Estratto del testo

SOIA.JPG//Chiara Manetti
Vi presentiamo lə bravissimə Chiara Manetti, alias Soia.jpg, che ha realizzato il poster del festival Ludicomix dell’edizione di quest’anno, MULTIVERSO//2024, 11-12 Maggio.
Unə artistə che lavora come illustratorə, rappresentatə da Astound Agency, attualmente anche studentə al secondo anno di animazione.
Vorrebbe avere ali e coda e sostiene che il suo cervello lavori a “fittonate”, ossessioni momentanee, che cambiano, ma che si possono facilmente dedurre seguendo i suoi lavori più recenti.
Crede fermamente nell’importanza di mostrare di più di quello che viene considerato “perfetto” nel percorso personale di crescita, che per ognuno è diverso. Afferma di non avere grande capacità nello scrivere, ma potete tranquillamente constatarlo da voi!
Cinque parole a vanvera su Soia illustratricə eccallà, cuori, serenità, rane, sperimentazione.
Cinque parole a vanvera su Soia essere umano Ariete testone, funghi e bambù, verde.
Una dote/caratteristica che non può mancare ad unə disegnatorə? La capacità di ascoltare e capire, in modo da essere in grado di soddisfare le richieste ma aggiungere sempre un qualcosa di “vero ma nascosto” in quello che si disegna. Ci sono delle richieste tra le righe della vera richiesta e penso che un disegnatorə deve avere la capacità di vederle. E non parlo solo del lavoro “commissionato” ma di tutto quello che uno crea!
Cosa odi di più del tuo lavoro? Le email. Non dico altro. Ah e il culo piatto, anche qui, non aggiungo altro.
Ah già… thè o caffè? Le probabilità dell’acidità di stomaco distruttiva per me sono inferiori con il caffè, quindi, caffè.
Cosa pensi dell’IA dal punto di vista di illustratorə? Ti affascina o ti spaventa? Pensi che potrà diventare uno strumento di lavoro?
Mi affascina ed è una fonte inesauribile di idee, con la sua incapacità di pensare quando genera, crea delle stranezze che mi ispirano per altro. Quello che mi spaventa è l’uso e la reazione che crea, oltre al piattume che ne deriva a livello di contenuti che tendono a ripetersi. Pinterest ne è pieno strapieno, instagram pure e mi nasconde piccoli e grandi artisti e le loro storie. Penso che sia un’ottima tecnologia ma mi trovo in disaccordo con chi la compara all’avvento della fotografia o del “disegno digitale” perchè ha veramente poco in comune. E’ una tecnologia basata sullo “schiavismo” e su un costante rubare, non solo da artisti ma da chiunque metta il suo volto a disposizione usando filtri, sappiamo tutti di quanto sono sempre più irriconoscibili i “deepfakes” e dei danni che creano.

Compito da svolgere
Restituisca senza alcuna modifica il passo dell'intervista a Chiara Manetti che comincia con "Una dote/caratteristica che" e prosegue fino a "che uno crea!", quest'ultimo compreso.

Dati estratti
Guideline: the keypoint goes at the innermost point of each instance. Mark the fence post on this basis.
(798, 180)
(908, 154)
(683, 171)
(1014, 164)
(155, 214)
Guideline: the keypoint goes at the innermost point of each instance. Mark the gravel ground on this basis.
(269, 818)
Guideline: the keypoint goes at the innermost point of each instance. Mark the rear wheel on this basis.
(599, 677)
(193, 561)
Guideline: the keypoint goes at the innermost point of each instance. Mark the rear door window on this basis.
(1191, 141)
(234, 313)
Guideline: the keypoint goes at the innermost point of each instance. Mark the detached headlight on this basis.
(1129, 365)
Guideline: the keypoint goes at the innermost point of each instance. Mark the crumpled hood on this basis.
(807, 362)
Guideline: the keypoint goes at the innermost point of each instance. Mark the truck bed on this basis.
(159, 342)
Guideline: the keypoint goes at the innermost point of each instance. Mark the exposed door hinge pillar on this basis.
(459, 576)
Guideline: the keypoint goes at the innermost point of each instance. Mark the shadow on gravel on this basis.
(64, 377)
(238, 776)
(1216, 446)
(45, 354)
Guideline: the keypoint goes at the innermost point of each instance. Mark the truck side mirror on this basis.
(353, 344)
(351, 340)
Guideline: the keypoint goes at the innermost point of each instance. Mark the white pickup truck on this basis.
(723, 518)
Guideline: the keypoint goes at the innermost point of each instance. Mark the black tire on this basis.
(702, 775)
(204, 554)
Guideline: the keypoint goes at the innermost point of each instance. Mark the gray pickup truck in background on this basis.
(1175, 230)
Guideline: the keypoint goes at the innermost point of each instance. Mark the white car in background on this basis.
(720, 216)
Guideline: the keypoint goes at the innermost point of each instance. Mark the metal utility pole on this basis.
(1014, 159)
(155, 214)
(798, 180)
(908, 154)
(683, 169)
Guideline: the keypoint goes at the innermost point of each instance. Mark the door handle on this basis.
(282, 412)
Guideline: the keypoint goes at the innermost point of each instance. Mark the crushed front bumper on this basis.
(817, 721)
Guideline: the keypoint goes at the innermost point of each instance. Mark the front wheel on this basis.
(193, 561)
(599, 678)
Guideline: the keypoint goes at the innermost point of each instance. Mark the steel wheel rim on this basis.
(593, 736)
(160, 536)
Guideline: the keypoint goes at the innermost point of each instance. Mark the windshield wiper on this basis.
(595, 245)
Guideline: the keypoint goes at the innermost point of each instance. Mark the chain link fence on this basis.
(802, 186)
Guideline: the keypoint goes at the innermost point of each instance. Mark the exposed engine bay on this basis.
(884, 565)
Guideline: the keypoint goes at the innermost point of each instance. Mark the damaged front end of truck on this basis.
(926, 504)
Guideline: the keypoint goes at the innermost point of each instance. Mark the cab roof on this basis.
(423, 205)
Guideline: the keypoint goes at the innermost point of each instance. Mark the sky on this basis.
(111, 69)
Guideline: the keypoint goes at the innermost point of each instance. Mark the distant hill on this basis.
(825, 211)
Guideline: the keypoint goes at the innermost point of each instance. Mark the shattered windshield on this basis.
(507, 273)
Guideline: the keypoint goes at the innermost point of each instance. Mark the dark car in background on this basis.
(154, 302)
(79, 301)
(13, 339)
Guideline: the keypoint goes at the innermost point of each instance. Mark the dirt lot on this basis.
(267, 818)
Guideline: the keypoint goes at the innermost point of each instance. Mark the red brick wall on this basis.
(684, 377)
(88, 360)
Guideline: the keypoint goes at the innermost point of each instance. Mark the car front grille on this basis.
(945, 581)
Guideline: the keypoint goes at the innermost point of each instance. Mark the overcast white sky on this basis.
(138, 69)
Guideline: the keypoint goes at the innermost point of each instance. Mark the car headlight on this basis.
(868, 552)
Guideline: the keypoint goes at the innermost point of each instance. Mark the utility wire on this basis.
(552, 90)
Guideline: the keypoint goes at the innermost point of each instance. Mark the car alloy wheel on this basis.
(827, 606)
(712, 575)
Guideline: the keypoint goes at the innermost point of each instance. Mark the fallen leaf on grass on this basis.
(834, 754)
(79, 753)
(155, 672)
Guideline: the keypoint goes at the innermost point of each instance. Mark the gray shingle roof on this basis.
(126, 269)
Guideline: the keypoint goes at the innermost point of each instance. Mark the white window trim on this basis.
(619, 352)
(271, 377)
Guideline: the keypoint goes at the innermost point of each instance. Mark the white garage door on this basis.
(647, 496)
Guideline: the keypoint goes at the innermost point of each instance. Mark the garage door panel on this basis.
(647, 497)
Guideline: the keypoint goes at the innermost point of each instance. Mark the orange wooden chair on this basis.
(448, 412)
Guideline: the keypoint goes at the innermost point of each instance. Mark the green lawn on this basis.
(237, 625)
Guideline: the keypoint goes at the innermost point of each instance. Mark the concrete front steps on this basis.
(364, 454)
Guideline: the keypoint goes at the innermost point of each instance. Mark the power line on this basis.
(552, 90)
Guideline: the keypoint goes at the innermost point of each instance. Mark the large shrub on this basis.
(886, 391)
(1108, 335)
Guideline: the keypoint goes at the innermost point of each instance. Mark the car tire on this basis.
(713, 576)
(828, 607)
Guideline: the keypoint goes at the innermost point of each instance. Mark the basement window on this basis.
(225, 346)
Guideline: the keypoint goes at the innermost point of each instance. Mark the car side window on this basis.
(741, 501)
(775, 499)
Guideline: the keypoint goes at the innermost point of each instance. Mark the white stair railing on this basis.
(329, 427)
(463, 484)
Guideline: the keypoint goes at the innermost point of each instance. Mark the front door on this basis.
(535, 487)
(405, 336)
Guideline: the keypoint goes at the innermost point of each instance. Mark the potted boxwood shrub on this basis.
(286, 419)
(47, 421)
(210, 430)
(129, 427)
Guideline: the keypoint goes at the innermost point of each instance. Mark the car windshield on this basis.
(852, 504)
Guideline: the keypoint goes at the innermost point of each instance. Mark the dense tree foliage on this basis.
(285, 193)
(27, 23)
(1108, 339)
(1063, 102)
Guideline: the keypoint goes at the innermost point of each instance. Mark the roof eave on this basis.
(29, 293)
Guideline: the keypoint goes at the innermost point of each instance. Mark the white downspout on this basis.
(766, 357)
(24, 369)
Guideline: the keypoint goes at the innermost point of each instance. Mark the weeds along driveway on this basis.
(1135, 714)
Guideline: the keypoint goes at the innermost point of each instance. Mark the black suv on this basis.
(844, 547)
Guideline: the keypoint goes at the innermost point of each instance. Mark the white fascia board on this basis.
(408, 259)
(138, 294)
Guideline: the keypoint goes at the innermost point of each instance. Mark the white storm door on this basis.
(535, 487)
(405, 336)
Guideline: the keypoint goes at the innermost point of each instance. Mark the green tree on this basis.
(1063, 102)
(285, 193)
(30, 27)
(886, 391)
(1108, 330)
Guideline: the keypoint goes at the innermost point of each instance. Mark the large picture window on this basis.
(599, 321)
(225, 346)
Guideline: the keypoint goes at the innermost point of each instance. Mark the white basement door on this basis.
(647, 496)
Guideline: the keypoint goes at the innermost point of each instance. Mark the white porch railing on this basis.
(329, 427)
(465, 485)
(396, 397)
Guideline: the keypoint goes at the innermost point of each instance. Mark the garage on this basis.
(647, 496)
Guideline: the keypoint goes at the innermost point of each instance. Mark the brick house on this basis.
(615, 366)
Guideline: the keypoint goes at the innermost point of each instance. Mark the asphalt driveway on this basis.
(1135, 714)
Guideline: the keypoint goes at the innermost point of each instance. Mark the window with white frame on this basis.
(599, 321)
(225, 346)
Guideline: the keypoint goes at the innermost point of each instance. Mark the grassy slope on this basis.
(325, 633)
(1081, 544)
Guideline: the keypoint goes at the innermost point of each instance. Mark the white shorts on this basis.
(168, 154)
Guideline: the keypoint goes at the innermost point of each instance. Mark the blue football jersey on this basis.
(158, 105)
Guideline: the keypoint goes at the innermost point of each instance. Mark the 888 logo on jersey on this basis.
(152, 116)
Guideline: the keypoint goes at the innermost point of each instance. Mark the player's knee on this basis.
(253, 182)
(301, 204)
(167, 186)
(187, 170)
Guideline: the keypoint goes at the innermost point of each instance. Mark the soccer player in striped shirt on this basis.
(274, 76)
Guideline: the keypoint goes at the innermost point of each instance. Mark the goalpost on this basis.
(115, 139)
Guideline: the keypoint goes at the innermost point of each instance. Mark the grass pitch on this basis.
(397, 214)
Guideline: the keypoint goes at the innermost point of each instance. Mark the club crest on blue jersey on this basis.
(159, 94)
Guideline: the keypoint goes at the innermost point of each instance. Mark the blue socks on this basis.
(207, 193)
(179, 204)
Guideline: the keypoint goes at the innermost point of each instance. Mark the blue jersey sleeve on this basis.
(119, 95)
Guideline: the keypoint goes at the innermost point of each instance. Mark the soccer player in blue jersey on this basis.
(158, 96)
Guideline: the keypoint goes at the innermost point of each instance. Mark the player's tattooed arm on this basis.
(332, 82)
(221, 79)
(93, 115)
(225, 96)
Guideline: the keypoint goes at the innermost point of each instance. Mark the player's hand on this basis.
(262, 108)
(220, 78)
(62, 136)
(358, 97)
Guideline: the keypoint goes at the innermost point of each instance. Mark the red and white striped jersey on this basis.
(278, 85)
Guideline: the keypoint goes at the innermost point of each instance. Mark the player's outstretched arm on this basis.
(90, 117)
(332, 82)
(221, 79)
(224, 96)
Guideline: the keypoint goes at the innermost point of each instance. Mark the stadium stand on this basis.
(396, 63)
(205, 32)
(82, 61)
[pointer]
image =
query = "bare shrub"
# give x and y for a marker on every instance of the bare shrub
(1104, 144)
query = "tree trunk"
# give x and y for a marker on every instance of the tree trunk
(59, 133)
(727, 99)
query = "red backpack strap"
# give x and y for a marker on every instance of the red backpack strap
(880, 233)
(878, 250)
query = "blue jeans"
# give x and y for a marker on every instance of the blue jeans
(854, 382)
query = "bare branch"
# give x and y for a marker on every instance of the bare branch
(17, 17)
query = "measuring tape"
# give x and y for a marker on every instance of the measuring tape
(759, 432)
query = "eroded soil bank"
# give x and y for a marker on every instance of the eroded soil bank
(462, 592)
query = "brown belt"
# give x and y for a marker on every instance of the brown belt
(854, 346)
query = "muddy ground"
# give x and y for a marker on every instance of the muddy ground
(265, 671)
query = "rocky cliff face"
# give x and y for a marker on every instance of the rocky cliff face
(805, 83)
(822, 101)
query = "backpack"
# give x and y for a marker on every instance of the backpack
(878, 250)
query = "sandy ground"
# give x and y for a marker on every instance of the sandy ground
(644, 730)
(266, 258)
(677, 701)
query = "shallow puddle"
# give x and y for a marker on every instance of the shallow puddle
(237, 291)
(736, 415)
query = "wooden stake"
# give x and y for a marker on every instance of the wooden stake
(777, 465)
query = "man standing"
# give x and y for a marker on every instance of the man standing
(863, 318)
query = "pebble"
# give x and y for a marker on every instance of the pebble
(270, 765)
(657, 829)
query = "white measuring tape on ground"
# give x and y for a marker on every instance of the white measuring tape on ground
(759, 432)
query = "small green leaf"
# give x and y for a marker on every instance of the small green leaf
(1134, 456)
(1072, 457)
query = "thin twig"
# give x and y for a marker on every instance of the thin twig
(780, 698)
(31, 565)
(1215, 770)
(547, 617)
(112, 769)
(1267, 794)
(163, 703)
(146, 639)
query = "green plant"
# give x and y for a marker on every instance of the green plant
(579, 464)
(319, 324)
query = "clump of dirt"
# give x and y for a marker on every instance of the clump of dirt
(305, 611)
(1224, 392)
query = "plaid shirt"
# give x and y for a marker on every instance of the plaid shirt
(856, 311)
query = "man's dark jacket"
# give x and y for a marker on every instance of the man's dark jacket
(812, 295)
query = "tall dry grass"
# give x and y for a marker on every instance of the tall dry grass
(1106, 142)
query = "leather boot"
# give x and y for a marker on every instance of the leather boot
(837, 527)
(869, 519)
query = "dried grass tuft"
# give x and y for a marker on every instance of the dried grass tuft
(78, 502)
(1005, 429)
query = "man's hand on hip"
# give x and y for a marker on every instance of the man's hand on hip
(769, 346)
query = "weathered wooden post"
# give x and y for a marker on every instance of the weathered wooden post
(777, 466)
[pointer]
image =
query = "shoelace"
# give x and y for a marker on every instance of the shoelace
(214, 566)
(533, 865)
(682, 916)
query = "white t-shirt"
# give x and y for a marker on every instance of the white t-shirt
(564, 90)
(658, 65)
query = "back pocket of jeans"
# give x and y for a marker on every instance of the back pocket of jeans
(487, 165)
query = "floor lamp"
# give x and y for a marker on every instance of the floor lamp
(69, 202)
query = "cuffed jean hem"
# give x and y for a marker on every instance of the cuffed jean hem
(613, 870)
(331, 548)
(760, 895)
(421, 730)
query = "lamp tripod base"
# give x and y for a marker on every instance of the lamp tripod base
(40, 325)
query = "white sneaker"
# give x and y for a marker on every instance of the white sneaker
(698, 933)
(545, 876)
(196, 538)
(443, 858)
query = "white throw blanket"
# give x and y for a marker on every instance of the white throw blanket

Soluzione
Una dote/caratteristica che non può mancare ad unə disegnatorə? La capacità di ascoltare e capire, in modo da essere in grado di soddisfare le richieste ma aggiungere sempre un qualcosa di “vero ma nascosto” in quello che si disegna. Ci sono delle richieste tra le righe della vera richiesta e penso che un disegnatorə deve avere la capacità di vederle. E non parlo solo del lavoro “commissionato” ma di tutto quello che uno crea!